>> Start Extract provided

The Daily Agenda: We can't resist the circus
But the real election fights aren't at the Capitol ... It's a budget, but on a diet ... And we're still the most conservative purple state.
Republican lawmakers yesterday voted to cancel your voter registration every decade, force you to vote in your home precinct rather than anywhere in the county and start a new hand recount of ballots in Maricopa County, this time for the 2022 election.
In other words, it was a regular Monday in Sen. Wendy Rogers’ Senate Elections Committee.
We’re not paying much attention to the most controversial election bills this year, since they stand no chance of being signed into law. But it’s hard not to watch Rogers’ circus, partly because creating laws doesn’t really seem to be the point. The committee seems to exist simply to boost Rogers’ profile, air election conspiracies and dig up “evidence” for Kari Lake’s court case.
To be sure, a couple of not-terrible ideas have cleared Rogers’ committee this year, like tabulating early ballots on-site, requiring government buildings to host more voting locations and requiring more disclosure of elected officials using taxpayer money to promote themselves (except lawmakers). But for the most part, the committee has served, as the Los Angeles Times columnist Mark Barabak recently put it, as a “showcase of fakery and tinfoil-hat testimony about alleged fraud.”
But just as Republican lawmakers have little power to change election law ahead of the 2024 election, Gov. Katie Hobbs, who ran on a platform of defending elections, has little authority or ability to actually defend elections. Her first big action on that front was an executive order creating a bipartisan task force to ensure “consistent, secure, and accessible election administration and voter registration practices,” among other goals.
Task forces rarely lead to new laws, but this one seems particularly perfunctory. Hobbs’ office only reached out to give Secretary of State Adrian Fontes a heads-up moments before appointing him to the gig, records show1. And last week, legislative Republicans announced they won’t appoint any county recorders to the task force, as Hobbs had requested.
That’s not to say it’s all status quo for the 2024 election.
Instead of at the Capitol, the action leading up to the next presidential election will happen on the Seventh Floor, where the secretary of state is charged with drafting a new Election Procedures Manual, Arizona’s “elections bible,” this autumn. The manual fills in the blanks between the laws, deciding how, exactly, local officials should conduct their elections.

>> End Extract provided
>> Start Recorded data

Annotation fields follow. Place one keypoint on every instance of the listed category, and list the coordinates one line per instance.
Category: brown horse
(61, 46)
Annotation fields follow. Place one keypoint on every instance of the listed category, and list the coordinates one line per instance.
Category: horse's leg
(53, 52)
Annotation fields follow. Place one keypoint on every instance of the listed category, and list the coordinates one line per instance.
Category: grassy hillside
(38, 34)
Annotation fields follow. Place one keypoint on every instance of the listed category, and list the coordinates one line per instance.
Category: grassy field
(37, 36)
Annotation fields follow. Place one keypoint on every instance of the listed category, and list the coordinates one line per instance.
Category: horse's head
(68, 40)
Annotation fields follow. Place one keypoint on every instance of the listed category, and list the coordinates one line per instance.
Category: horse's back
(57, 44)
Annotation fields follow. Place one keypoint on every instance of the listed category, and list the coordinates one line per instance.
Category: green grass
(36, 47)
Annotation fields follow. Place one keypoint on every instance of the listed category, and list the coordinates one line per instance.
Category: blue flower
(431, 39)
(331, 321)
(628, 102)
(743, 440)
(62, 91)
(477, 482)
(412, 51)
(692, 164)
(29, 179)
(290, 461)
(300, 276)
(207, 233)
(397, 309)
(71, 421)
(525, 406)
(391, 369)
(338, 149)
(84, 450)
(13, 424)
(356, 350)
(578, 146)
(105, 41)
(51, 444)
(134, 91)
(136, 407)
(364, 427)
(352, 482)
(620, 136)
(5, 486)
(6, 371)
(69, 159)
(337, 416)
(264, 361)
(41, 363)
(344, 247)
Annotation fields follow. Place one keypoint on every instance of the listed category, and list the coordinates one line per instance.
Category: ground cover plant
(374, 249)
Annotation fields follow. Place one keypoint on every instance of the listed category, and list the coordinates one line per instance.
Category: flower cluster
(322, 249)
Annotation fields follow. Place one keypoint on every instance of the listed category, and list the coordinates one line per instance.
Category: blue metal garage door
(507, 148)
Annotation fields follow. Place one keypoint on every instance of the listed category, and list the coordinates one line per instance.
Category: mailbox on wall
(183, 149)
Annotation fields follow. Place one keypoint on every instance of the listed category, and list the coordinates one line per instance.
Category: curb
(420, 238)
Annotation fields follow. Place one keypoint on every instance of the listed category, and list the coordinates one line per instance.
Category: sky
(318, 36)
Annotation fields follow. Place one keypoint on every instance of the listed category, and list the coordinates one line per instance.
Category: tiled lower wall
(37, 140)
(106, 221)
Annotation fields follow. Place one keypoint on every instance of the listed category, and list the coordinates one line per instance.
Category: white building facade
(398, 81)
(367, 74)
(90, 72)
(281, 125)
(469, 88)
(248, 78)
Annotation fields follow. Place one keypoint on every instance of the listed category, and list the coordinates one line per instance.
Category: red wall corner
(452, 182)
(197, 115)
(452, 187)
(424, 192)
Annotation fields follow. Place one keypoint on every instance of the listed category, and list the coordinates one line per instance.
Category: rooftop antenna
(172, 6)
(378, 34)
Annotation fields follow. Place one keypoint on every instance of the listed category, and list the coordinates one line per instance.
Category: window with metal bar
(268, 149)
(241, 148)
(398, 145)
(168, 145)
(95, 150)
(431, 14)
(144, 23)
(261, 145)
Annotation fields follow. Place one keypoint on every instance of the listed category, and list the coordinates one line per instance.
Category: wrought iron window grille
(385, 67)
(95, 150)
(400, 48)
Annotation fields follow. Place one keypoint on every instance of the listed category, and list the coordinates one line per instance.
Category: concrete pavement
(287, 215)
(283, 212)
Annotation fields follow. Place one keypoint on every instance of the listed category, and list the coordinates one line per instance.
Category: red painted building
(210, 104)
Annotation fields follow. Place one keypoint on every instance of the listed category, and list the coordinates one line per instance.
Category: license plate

>> End Recorded data

Required work:
- a) Recast the paragraph of the Arizona elections piece that begins "Task forces rarely lead to new laws" as a short bulleted list, keeping its main facts.
- b) Carry on the Arizona elections piece, writing what comes after its final sentence.

Outputs:
- a)
- Task forces rarely produce new laws, and this one looks especially perfunctory.
- Records show Hobbs' office gave Secretary of State Adrian Fontes a heads-up only moments before appointing him to the task force.
- Last week, legislative Republicans announced they won't appoint any county recorders to it, despite Hobbs' request.

- b)
Though the secretary of state is charged with drafting the manual, the governor and AG have to sign off on it. In the past that has created problems, as former AG Mark Brnovich refused to sign off on Hobbs’ 2021 manual, leaving the state using a 2019 version. And during Secretary of State Michele Reagan’s tenure, the state went without a new manual for years because of legal fights between Brnovich and Reagan.
Now that Democrats hold all three top offices, the manual is their best shot at progressing their election agenda in the face of a hostile Legislature.
For Republicans, the action will be in the counties, where local supervisors showed last year they are all too ready to toss out the will of their voters to throw the election into doubt. As Votebeat’s Jen Fifield notes, Cochise County Supervisors are scheduled tomorrow to move the duties formerly under Elections Director Lisa Marra, who fought the board on an illegal hand count, to Recorder David Stevens, an election denier who pals around with Mark Finchem.
The threats to Arizona’s elections remain just as strong as ever. But for now at least, they’re not coming from the Capitol.
16, 31 and none: After stumbling last week when Republican Rep. Liz Harris broke with her caucus, Arizona House Republicans yesterday approved the “skinny budget” package keeping current year spending in place and sent it to Gov. Katie Hobbs, who has already pledged to veto it.
“So Arizonans gotta ask her, if she vetoes this, why would she shut down the state of Arizona? Why would she do that?” Republican Rep. Leo Biasiucci said.
Brave of her: Hobbs struggled through a tough interview Sunday with Fox News’ Shannon Bream that started off friendly enough with questions about the Super Bowl, but quickly turned to harder questions about the border and school vouchers. Hobbs said she put a more “humane spin” on the migrant bussing program that her predecessor started. And the governor defended her unlikely plan to get lawmakers to eliminate the universal voucher plan, saying although she went to private school, her parents paid for it even though she wanted to attend public school.
It didn’t help his case: Pima County Supervisor and former lawmaker Matt Heinz has been a lightning rod for negative attention since joining the board two years ago. And while the “speedo incident” doesn’t merit the kind of blowback he’s receiving, his penchant for attending board meetings online and arguing with constituents during the call to the audience have earned him scorn from his colleagues, the Arizona Daily Star’s Tim Steller writes.
Free space to make your case: The Daily Star’s editorial page boss Curt Prendergast calls lawmakers’ new rules to destroy their communications after 90 days a “ridiculous policy that disrespects the public’s right to know” and laments that Republican lawmakers didn’t even bother to explain their rationale. He invited them to defend their position in guest opinions to the paper.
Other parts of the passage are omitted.